Source passage
Godmanchester ( ) is a town and civil parish in the Huntingdonshire district of Cambridgeshire, England. It is separated from Huntingdon,  to the north, by the valley of the River Great Ouse. Being on the Roman road network, the town has a long history. It has a waterside location, surrounded by open countryside of high value for its biodiversity but it remains highly accessible, with a railway line to London, the A1 road and M11/A14 which run nearby.

Etymology
The town was listed as Godmundcestre in the Domesday Book, and was subsequently known as Gutmuncetre, Gudmencestre, Gudmundcestria, Gum(m)uncestre, Gumencestre, Guncestre, Gumcestria, Gumecestre, Gommecestre, Gomecestria, Gummecestre, Gurmund(es)cestre, Gormecestre, Gormancestre, Gomecestre, Gunnecestre, Gurmecestre, Godmechestre, Gurminchestre, Gumchestre, Gurmencestre, Gumcestre, Gumestre, Godmonchestre, Gumecestur and Gumycestre.

The root itself is uncertain but the same as the town of Godalming, suggesting it may be derived from the ethnonym of the Goths who settled Sub-Roman Britain. The second element mund is the nominative plural of the Old English word munda, meaning "protector" or "guardian." The suffix chester derives from the Middle English cognate of the Latin word castrum, and was used by the Anglo-Saxons to denote the location of a former Roman (or sometimes pre-Roman) military fort.

Records provided
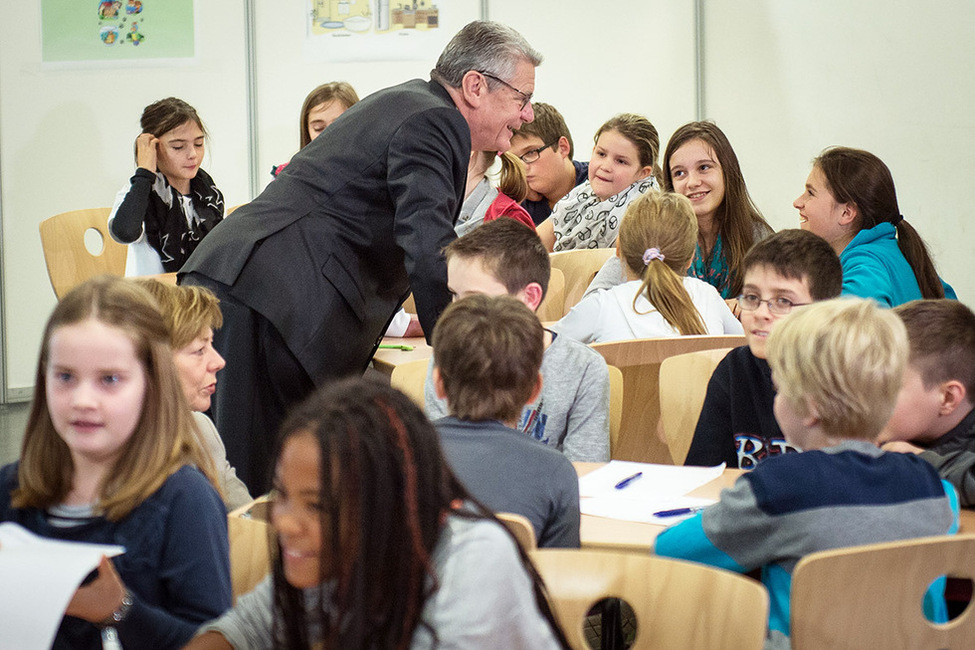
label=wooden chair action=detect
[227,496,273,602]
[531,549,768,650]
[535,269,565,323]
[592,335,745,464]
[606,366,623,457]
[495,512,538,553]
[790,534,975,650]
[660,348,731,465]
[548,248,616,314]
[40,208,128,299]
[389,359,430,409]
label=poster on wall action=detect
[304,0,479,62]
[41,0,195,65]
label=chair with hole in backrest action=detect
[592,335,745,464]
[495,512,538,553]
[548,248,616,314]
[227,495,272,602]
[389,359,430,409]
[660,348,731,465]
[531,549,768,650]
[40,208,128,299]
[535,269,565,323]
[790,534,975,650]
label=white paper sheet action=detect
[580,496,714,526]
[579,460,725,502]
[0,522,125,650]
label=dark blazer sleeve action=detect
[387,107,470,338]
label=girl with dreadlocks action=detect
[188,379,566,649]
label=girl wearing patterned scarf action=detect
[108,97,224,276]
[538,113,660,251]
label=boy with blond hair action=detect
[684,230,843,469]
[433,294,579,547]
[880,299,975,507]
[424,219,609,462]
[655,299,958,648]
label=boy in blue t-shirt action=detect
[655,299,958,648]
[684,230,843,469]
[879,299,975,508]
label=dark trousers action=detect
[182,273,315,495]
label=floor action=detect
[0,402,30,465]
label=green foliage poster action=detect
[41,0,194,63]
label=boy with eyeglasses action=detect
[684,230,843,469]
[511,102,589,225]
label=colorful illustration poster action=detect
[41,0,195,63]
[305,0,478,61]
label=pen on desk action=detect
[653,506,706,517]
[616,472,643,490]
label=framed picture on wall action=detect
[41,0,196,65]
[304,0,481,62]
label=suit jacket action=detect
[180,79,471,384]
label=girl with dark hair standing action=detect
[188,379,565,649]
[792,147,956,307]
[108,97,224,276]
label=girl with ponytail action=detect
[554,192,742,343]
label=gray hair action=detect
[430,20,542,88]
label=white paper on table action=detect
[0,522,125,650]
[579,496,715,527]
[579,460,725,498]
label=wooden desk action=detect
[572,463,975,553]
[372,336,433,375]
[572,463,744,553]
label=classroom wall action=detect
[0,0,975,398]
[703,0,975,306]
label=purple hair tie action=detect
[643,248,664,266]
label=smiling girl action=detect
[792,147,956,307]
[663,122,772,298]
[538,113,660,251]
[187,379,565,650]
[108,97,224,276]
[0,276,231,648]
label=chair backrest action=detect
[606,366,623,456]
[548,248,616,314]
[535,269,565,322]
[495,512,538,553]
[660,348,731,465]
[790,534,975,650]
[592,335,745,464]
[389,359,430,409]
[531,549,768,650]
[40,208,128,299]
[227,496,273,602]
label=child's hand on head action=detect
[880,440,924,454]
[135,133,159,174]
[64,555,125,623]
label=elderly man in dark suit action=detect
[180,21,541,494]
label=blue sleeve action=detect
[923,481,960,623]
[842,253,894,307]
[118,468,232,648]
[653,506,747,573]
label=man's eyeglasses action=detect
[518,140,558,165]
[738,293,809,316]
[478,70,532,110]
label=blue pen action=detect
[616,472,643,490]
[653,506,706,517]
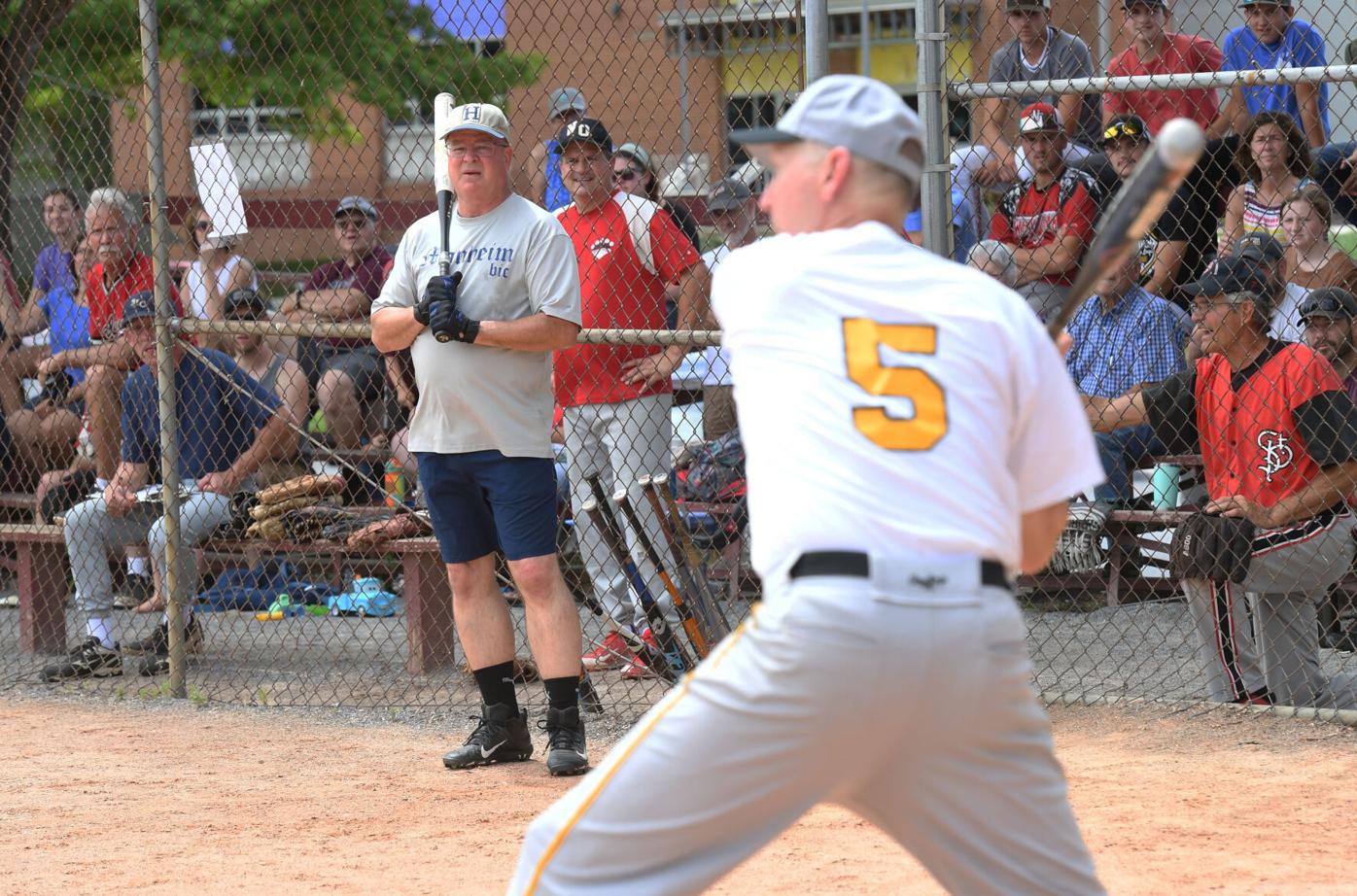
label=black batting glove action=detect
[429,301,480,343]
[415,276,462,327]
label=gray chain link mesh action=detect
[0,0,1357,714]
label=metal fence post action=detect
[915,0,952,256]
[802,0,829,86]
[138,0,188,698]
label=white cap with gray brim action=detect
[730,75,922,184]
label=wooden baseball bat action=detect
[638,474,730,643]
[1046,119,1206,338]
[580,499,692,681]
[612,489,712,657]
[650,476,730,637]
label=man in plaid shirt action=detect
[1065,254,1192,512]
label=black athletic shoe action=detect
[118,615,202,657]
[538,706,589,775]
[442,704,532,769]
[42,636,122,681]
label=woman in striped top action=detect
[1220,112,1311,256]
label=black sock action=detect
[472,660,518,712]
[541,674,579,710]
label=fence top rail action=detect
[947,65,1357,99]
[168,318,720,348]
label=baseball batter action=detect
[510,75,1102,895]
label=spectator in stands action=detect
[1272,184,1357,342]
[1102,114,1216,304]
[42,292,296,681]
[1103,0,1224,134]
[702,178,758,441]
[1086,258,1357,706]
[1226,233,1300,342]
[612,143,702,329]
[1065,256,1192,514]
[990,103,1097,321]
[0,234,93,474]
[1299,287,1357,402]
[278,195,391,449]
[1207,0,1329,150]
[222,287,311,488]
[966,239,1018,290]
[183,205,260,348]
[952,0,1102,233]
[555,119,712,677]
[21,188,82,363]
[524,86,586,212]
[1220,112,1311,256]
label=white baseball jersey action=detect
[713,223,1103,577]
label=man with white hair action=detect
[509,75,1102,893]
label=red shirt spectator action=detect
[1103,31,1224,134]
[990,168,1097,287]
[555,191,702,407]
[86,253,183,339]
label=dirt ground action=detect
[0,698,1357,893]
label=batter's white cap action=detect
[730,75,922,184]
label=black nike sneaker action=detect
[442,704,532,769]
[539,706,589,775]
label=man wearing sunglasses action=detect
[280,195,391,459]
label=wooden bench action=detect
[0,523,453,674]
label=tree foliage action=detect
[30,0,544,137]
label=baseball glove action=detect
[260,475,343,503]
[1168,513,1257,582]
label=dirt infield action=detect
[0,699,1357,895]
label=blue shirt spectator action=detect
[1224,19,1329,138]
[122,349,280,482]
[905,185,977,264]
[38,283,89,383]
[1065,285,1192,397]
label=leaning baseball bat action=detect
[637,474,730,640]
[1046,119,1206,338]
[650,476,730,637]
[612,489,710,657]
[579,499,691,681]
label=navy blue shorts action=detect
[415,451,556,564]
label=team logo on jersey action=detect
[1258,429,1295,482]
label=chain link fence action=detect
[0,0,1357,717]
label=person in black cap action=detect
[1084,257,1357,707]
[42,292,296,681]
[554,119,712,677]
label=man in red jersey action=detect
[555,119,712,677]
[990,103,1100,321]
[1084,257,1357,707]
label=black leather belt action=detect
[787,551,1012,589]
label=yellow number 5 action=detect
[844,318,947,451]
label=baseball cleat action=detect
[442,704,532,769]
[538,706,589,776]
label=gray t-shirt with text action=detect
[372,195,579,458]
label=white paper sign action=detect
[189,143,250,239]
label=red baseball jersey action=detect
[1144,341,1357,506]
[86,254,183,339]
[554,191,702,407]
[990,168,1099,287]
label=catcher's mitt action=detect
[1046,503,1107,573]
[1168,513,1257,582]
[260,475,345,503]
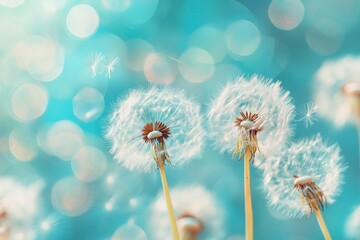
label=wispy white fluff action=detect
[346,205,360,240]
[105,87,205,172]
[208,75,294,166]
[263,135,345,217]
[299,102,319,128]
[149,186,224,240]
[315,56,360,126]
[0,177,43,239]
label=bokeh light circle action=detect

Aim
Extend the passage about the town of Godmanchester, picking up right after its final sentence.

Result for this task
The most likely translation is thus the nouns "Goths-guards-fort." Attributions to the Saxon King Guðrum c.835–890 are considered to be ahistorical founding myths reflective of the changes in Anglo-Saxon perceptions of the Goths over time.

A typical pronunciation was performed by the indie band The Howl and The Hum in their song, Godmanchester Chinese Bridge. A minority of visitors, former residents and residents continue to pronounce the place as Gumster, though this has long-since been superseded by Godmunchester, with stress on the first syllable.

History
The town is on the site of the Roman town of Durovigutum.  There is archaeological evidence of Celtic and earlier habitation prior to the establishment of a key Roman town and a mansio (inn), so the area has probably been continuously occupied for more than 2,000 years.

The remains of a neolithic temple circa 2900 BC, aligned to the Beltane sunrise, were documented between the town and the village of Hemingford Abbots. The location is likely to have been originally settled due to the gravel beds providing a ford across the River Great Ouse.

The settlement was at a crossroads of Roman roads Ermine Street, the Via Devana (from Cambridge, between Colchester and Chester) and a military road from Sandy, Bedfordshire. The Roman settlement was sacked by Anglo-Saxons in the third century. In contrast to Huntingdon, archaeological finds have been extensive in the centre of Godmanchester, which has two conservation areas of early recognition, including many timber-framed Tudor houses, the largest being Tudor Farm, dating from 1600 and restored in 1995.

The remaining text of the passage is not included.